Reading passage:
Hacker Newsnew | past | comments | ask | show | jobs | submitlogin
Video codec in 100 lines of Rust (tempus-ex.com)
306 points by kevmo314 on Dec 19, 2022 | hide | past | favorite | 45 comments


Naive Image and video codecs are quite fun to make, I have done a bunch of them over the years and it's quite easy to get within cooee of established formats. And even surpass them under certain conditions. I made a lossy image format that achieves 20-25 PSNR at around 200:1 compression, which is better than most lossy formats because that's in a quality/data-size that most image formats consider out of scope.

QOI https://qoiformat.org/ is a good example of a practically useful simple format.

It's still quite a leap to get to the best new codecs, suddenly you are in a world of head hurty math.

It's also worth noting that it is easy to beat the old formats all-round with off-the-shelf parts, both JPEG and PNG can be bested by changing the outer level of compression for something that was invented after the formats were made. For instance using LZMA or zstd as the final stage. Quite often that's enough to put them on a par with more radically different newer formats.

Records:
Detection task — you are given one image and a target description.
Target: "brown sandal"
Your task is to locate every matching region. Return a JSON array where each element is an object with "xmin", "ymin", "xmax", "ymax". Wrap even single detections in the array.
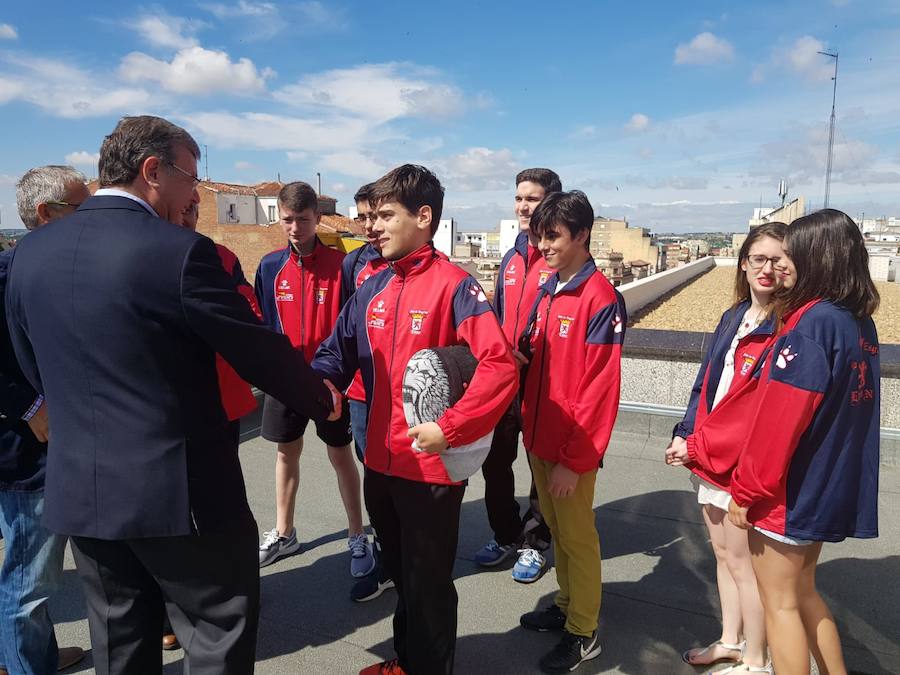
[{"xmin": 681, "ymin": 640, "xmax": 745, "ymax": 666}]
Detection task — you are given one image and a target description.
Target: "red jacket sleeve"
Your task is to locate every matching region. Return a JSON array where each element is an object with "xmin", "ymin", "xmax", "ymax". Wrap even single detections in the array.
[
  {"xmin": 437, "ymin": 277, "xmax": 519, "ymax": 447},
  {"xmin": 559, "ymin": 294, "xmax": 627, "ymax": 473},
  {"xmin": 731, "ymin": 331, "xmax": 831, "ymax": 507}
]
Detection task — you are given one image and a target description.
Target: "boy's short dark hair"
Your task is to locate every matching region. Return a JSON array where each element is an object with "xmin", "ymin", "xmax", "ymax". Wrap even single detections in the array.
[
  {"xmin": 516, "ymin": 169, "xmax": 562, "ymax": 192},
  {"xmin": 278, "ymin": 180, "xmax": 319, "ymax": 213},
  {"xmin": 353, "ymin": 183, "xmax": 374, "ymax": 204},
  {"xmin": 369, "ymin": 164, "xmax": 444, "ymax": 235},
  {"xmin": 531, "ymin": 190, "xmax": 594, "ymax": 248}
]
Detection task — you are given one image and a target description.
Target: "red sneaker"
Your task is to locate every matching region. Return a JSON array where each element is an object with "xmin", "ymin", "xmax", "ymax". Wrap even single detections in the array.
[{"xmin": 359, "ymin": 659, "xmax": 406, "ymax": 675}]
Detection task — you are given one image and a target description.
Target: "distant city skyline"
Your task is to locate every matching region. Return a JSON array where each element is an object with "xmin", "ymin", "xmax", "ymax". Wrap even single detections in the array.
[{"xmin": 0, "ymin": 0, "xmax": 900, "ymax": 232}]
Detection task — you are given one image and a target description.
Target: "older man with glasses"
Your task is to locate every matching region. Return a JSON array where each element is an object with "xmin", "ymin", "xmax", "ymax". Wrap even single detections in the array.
[{"xmin": 0, "ymin": 166, "xmax": 90, "ymax": 675}]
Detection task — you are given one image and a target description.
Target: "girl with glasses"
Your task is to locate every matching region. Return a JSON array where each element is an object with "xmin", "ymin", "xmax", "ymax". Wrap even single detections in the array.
[
  {"xmin": 666, "ymin": 222, "xmax": 795, "ymax": 673},
  {"xmin": 729, "ymin": 209, "xmax": 880, "ymax": 675}
]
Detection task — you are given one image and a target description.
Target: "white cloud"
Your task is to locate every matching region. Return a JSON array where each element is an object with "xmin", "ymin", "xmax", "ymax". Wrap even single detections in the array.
[
  {"xmin": 625, "ymin": 113, "xmax": 650, "ymax": 131},
  {"xmin": 316, "ymin": 150, "xmax": 389, "ymax": 180},
  {"xmin": 200, "ymin": 0, "xmax": 278, "ymax": 19},
  {"xmin": 274, "ymin": 63, "xmax": 467, "ymax": 122},
  {"xmin": 125, "ymin": 9, "xmax": 198, "ymax": 49},
  {"xmin": 675, "ymin": 31, "xmax": 734, "ymax": 66},
  {"xmin": 200, "ymin": 0, "xmax": 347, "ymax": 40},
  {"xmin": 776, "ymin": 35, "xmax": 834, "ymax": 82},
  {"xmin": 434, "ymin": 148, "xmax": 521, "ymax": 192},
  {"xmin": 119, "ymin": 47, "xmax": 274, "ymax": 96},
  {"xmin": 0, "ymin": 55, "xmax": 151, "ymax": 118},
  {"xmin": 66, "ymin": 150, "xmax": 100, "ymax": 166}
]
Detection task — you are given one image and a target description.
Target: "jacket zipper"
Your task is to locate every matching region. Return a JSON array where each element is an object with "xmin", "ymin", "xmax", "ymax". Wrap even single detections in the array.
[
  {"xmin": 513, "ymin": 248, "xmax": 529, "ymax": 340},
  {"xmin": 523, "ymin": 293, "xmax": 555, "ymax": 448},
  {"xmin": 387, "ymin": 276, "xmax": 406, "ymax": 476}
]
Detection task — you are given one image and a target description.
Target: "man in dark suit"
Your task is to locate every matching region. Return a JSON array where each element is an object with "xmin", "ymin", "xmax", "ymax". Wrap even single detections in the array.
[{"xmin": 7, "ymin": 116, "xmax": 339, "ymax": 675}]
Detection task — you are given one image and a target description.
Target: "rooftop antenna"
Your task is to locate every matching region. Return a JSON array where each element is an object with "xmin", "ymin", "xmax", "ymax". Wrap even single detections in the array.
[{"xmin": 816, "ymin": 52, "xmax": 838, "ymax": 209}]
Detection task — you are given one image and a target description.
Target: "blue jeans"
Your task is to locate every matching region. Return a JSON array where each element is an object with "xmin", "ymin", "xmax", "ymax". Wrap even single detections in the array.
[
  {"xmin": 0, "ymin": 489, "xmax": 66, "ymax": 675},
  {"xmin": 347, "ymin": 398, "xmax": 369, "ymax": 462}
]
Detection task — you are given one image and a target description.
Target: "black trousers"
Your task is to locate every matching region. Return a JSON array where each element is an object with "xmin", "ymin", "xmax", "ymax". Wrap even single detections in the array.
[
  {"xmin": 72, "ymin": 514, "xmax": 259, "ymax": 675},
  {"xmin": 364, "ymin": 469, "xmax": 466, "ymax": 675},
  {"xmin": 481, "ymin": 399, "xmax": 550, "ymax": 551}
]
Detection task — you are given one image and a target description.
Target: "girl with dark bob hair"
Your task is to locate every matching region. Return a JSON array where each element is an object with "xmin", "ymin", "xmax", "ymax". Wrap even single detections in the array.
[
  {"xmin": 729, "ymin": 209, "xmax": 880, "ymax": 675},
  {"xmin": 666, "ymin": 222, "xmax": 795, "ymax": 674}
]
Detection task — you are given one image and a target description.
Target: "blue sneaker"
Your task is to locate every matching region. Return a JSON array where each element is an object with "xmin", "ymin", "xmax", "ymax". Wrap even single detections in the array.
[
  {"xmin": 475, "ymin": 539, "xmax": 519, "ymax": 567},
  {"xmin": 512, "ymin": 548, "xmax": 547, "ymax": 584}
]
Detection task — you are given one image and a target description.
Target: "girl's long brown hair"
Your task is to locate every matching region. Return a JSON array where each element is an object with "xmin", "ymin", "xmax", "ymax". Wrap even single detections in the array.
[{"xmin": 775, "ymin": 209, "xmax": 880, "ymax": 320}]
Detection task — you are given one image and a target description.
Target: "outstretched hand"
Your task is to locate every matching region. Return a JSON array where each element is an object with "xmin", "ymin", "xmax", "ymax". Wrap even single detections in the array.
[
  {"xmin": 407, "ymin": 422, "xmax": 450, "ymax": 453},
  {"xmin": 666, "ymin": 436, "xmax": 690, "ymax": 466},
  {"xmin": 323, "ymin": 380, "xmax": 344, "ymax": 422},
  {"xmin": 28, "ymin": 401, "xmax": 50, "ymax": 443},
  {"xmin": 728, "ymin": 499, "xmax": 753, "ymax": 530}
]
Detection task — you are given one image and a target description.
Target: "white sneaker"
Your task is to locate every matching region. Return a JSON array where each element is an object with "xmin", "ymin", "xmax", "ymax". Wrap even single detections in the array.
[
  {"xmin": 347, "ymin": 532, "xmax": 375, "ymax": 578},
  {"xmin": 259, "ymin": 527, "xmax": 300, "ymax": 567}
]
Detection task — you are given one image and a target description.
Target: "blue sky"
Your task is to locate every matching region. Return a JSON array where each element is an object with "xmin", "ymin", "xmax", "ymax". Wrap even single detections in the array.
[{"xmin": 0, "ymin": 0, "xmax": 900, "ymax": 232}]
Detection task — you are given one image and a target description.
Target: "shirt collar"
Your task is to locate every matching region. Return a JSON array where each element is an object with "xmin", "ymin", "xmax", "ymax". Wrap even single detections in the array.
[{"xmin": 94, "ymin": 188, "xmax": 159, "ymax": 218}]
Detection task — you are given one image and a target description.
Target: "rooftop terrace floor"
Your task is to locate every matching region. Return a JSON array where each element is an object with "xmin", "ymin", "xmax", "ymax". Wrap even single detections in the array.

Parts of the exercise:
(1) Answer these questions from the codec thread:
(a) At roughly what compression ratio does the poster's lossy image format reach 20-25 PSNR?
(b) Which format is named as a good example of a practically useful simple format?
(c) What two options are given for the final stage of compression?
(2) Return every line of the rows that contains the word "girl".

Per-task outputs:
(1)
(a) Around 200:1
(b) QOI
(c) LZMA or zstd

(2)
Target: "girl with glasses"
Target: "girl with dark bob hair"
Target: "girl's long brown hair"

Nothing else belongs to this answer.